— WHAT IS NEEDED —
Copy out all of the entries exactly as they appear.

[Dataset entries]
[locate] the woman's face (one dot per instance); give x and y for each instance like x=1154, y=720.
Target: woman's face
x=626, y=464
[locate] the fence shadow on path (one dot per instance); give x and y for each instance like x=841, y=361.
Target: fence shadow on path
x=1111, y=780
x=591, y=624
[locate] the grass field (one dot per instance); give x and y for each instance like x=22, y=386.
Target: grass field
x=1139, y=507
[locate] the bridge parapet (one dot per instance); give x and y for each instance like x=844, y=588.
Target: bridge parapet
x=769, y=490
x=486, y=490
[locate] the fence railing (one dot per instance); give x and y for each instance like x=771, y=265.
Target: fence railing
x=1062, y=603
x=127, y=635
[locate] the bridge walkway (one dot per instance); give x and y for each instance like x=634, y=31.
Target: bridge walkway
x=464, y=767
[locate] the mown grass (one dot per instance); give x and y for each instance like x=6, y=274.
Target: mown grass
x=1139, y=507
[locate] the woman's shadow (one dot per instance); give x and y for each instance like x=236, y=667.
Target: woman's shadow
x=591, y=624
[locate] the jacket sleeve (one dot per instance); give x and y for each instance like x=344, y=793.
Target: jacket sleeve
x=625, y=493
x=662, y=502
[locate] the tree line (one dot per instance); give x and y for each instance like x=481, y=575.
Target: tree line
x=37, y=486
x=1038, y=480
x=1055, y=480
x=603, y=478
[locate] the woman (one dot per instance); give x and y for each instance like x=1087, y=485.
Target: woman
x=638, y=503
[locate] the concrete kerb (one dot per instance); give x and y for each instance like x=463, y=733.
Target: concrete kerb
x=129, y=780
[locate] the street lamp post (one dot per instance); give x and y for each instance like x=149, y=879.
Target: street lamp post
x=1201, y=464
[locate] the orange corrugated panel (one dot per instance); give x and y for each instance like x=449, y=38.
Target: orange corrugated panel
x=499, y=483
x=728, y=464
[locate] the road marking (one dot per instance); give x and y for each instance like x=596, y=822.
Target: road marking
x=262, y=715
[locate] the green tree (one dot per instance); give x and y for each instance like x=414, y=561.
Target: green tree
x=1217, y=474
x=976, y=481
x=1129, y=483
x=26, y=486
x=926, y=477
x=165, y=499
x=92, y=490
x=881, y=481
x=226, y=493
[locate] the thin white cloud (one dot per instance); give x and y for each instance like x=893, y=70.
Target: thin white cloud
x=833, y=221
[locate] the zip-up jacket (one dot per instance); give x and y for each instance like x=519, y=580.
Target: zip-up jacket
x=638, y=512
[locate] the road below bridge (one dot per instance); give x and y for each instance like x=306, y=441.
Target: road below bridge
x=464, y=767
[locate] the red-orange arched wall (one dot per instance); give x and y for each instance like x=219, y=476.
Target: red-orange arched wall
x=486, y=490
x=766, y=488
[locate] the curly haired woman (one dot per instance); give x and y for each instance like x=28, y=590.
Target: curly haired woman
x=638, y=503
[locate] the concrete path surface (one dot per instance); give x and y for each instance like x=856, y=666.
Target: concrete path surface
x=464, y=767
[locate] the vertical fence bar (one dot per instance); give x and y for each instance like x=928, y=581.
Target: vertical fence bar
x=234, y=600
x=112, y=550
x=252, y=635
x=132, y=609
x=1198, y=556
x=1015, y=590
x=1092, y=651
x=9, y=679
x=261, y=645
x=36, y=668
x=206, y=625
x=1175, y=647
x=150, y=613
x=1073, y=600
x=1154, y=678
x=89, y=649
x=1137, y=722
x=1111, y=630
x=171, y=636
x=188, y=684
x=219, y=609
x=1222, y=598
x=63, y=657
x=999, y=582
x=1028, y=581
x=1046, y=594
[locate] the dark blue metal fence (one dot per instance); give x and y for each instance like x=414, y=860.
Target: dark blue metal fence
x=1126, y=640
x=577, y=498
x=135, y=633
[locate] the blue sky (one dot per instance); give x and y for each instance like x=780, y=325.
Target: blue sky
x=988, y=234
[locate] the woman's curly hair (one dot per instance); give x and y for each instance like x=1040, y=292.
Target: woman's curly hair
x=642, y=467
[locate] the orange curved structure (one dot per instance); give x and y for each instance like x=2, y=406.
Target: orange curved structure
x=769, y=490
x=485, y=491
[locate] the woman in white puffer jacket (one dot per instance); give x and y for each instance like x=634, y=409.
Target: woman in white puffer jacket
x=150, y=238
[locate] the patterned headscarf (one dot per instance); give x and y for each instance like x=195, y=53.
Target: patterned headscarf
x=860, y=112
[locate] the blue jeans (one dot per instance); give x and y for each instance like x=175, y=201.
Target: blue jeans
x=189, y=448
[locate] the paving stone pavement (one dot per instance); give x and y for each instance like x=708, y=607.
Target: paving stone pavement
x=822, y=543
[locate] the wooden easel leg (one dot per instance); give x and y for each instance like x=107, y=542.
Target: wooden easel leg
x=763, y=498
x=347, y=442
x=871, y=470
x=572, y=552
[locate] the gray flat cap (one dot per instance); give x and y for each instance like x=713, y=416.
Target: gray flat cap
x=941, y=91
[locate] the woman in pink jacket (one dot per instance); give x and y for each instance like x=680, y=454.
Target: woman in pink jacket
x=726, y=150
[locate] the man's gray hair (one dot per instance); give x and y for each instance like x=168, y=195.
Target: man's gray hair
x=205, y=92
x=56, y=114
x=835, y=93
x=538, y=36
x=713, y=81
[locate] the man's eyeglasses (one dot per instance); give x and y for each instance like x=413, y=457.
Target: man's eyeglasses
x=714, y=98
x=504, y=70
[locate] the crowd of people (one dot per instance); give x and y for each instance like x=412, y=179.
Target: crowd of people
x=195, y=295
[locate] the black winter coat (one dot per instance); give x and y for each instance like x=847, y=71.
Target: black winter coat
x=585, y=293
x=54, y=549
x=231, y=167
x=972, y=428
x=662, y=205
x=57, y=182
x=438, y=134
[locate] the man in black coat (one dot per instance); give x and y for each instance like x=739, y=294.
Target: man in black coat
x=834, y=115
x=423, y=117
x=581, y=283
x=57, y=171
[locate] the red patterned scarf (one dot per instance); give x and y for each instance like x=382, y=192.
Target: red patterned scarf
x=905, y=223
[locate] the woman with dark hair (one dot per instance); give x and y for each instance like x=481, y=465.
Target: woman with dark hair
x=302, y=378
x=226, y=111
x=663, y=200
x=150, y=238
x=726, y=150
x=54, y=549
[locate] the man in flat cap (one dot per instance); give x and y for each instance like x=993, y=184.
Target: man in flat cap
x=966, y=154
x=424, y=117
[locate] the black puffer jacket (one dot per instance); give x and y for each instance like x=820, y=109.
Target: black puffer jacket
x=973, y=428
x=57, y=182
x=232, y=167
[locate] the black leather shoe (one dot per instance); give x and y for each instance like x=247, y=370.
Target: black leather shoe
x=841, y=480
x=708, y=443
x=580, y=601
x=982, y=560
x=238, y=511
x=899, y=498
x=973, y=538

— RESPONSE BELOW —
[locate] the woman's face (one dot per instance); give x and y for each instance like x=1154, y=720.
Target: woman's face
x=626, y=464
[locate] the fence shadow on path (one dot per instance); give x and y for each instance like x=841, y=361.
Target: fence shadow on path
x=1111, y=780
x=591, y=624
[locate] the grass field (one dot per instance); give x and y for each instance like x=22, y=386.
Target: grass field
x=1139, y=507
[locate] the bridge parapet (one dot per instance); give x and y for each instance like x=844, y=588.
Target: bridge parapet
x=769, y=490
x=486, y=490
[locate] the fence railing (one dot per instance); give x and y for each instance like x=771, y=265.
Target: fence railing
x=1062, y=603
x=127, y=635
[locate] the bridge walkway (one dot per instance); give x and y for each instance like x=634, y=31.
Target: bridge walkway
x=464, y=767
[locate] the mown grass (one dot per instance); give x and y for each instance like x=6, y=274.
Target: mown grass
x=1139, y=507
[locate] the woman's shadow (one dot per instance); give x and y for each instance like x=236, y=667.
Target: woman's shadow
x=591, y=624
[locate] the jacket sleeve (one dot per instance); give x and y for each instance like x=344, y=793.
Target: jacket sleeve
x=625, y=493
x=662, y=502
[locate] the tree line (one dot per instance); give x and y for each instance like x=481, y=575.
Target: tree line
x=37, y=486
x=1038, y=480
x=1055, y=480
x=603, y=478
[locate] the woman (one dot per instance); give x and y for each instance like x=1087, y=485.
Target: woman
x=638, y=503
[locate] the concrete kerb (one dot per instance); give x and y for each instance like x=463, y=733.
Target: concrete kerb
x=129, y=780
[locate] the street lamp post (one dot per instance); give x and y for each instance like x=149, y=879.
Target: street lamp post
x=1201, y=464
[locate] the orange corrugated panel (one dot per instance); give x and y for each instance like x=449, y=38.
Target: orange corrugated panel
x=499, y=483
x=728, y=464
[locate] the road marking (one dot per instance); give x and y for each instance like x=596, y=822.
Target: road marking
x=262, y=715
[locate] the green tree (one dot per instance); give x and y for each instance like x=414, y=561.
Target: green tree
x=1217, y=474
x=976, y=481
x=1129, y=483
x=26, y=486
x=926, y=477
x=165, y=499
x=92, y=490
x=881, y=481
x=226, y=493
[locate] the thin white cloud (one dot per instance); give x and y for each instance like x=893, y=70.
Target: thin white cloud
x=833, y=221
[locate] the zip-up jacket (one dot per instance); give x and y for each instance like x=519, y=580.
Target: zip-up jacket
x=638, y=512
[locate] the road below bridge (one dot per instance); give x and y for each instance like x=306, y=441.
Target: road below bridge
x=464, y=767
[locate] the red-orange arched wall (one dot per instance); give x and y for each instance like x=219, y=476.
Target: red-orange arched wall
x=486, y=490
x=766, y=488
[locate] the curly haired woman (one dot per instance); give x and y for each instance like x=28, y=590.
Target: curly haired woman
x=638, y=503
[locate] the concrete path surface (one dot per instance); give x and y for each instance like x=856, y=666.
Target: concrete path surface
x=464, y=767
[locate] the vertical fence bar (one dot per instance); give x and y for each instance like x=928, y=581.
Target: vertical fence bar
x=234, y=600
x=112, y=550
x=252, y=635
x=132, y=609
x=1198, y=556
x=1015, y=590
x=1092, y=651
x=9, y=679
x=261, y=645
x=36, y=668
x=206, y=625
x=1175, y=647
x=150, y=613
x=1073, y=600
x=1154, y=678
x=89, y=649
x=1137, y=722
x=1111, y=630
x=171, y=636
x=188, y=684
x=219, y=609
x=1222, y=598
x=63, y=657
x=999, y=582
x=1028, y=581
x=1046, y=594
[locate] the dark blue metal fence (one dot per instance); give x and y for each instance like x=414, y=860.
Target: dark blue metal fence
x=1126, y=640
x=577, y=498
x=135, y=633
[locate] the blue sky (one dot per instance); give x and y for each instance like x=780, y=325.
Target: blue sky
x=988, y=234
[locate] the woman's curly hair (one dot per instance); give x and y for each instance like x=1040, y=292.
Target: woman's curly hair
x=642, y=467
[locate] the orange curved structure (one dot per instance); give x and y for each instance like x=2, y=406.
Target: orange curved structure
x=769, y=490
x=485, y=491
[locate] the woman in white puffer jacket (one dot per instance); give x and y for each instance like x=634, y=409.
Target: woman in white puffer jacket
x=150, y=238
[locate] the patterned headscarf (one dot per instance); give x and y for each instance like x=195, y=53.
Target: patterned headscarf
x=860, y=112
[locate] the blue jeans (one dot per instance); give x and y for each instance like x=175, y=201.
Target: blue jeans
x=189, y=448
[locate] the paving stone pavement (one dot per instance); give x and y for each instance like x=708, y=607.
Target: paving stone pavement
x=822, y=543
[locate] the wooden easel leg (one dot per instance); give x and y for each instance like x=107, y=542.
Target: wooden easel leg
x=763, y=498
x=347, y=442
x=871, y=470
x=572, y=552
[locate] the gray flat cap (one dot per instance); give x and y for each instance like x=713, y=416.
Target: gray flat cap
x=941, y=91
[locate] the woman in pink jacket (one dot per instance); give x and y for each instance like x=680, y=454.
Target: woman in pink jacket
x=726, y=150
[locate] the man's gray hair (one dot per instance); give x and y for each instance like x=168, y=195.
Target: man's gray hair
x=205, y=92
x=56, y=114
x=835, y=93
x=538, y=36
x=713, y=81
[locate] the man's eyeglasses (one dot per instance); give x and y for each instance like x=413, y=457.
Target: man's eyeglasses
x=714, y=98
x=504, y=70
[locate] the crowd of people (one dot per instance); give x and y for each instance like x=412, y=179.
Target: crowd of people
x=195, y=295
[locate] the black winter coat (one dot per instance); give x and y for each instance like x=847, y=71.
Target: black winter coat
x=585, y=293
x=54, y=549
x=231, y=167
x=972, y=428
x=662, y=205
x=57, y=182
x=438, y=134
[locate] the man in black coat (one dot per instance); give x and y for each instance like x=739, y=294.
Target: man in black coat
x=834, y=115
x=423, y=117
x=581, y=283
x=57, y=171
[locate] the red patterned scarf (one dot per instance); give x and y for each instance like x=382, y=192.
Target: red patterned scarf
x=905, y=223
[locate] the woman with dark hair (one dot per instance); give x and y for each instance like x=481, y=465.
Target: woman with dark hair
x=302, y=378
x=226, y=111
x=663, y=200
x=150, y=238
x=726, y=150
x=54, y=549
[locate] the man in flat cap (one dot per instance); give x and y for each instance like x=993, y=184.
Target: man in flat cap
x=966, y=154
x=424, y=117
[locate] the black puffer jacket (one dot per instance); give x and y for each instance like x=820, y=109.
Target: black puffer jacket
x=973, y=428
x=57, y=182
x=232, y=167
[locate] the black leather shoe (one dot per instance); give x and y for each instance like x=247, y=370.
Target: black leather shoe
x=841, y=480
x=708, y=443
x=580, y=601
x=982, y=560
x=238, y=511
x=899, y=498
x=973, y=538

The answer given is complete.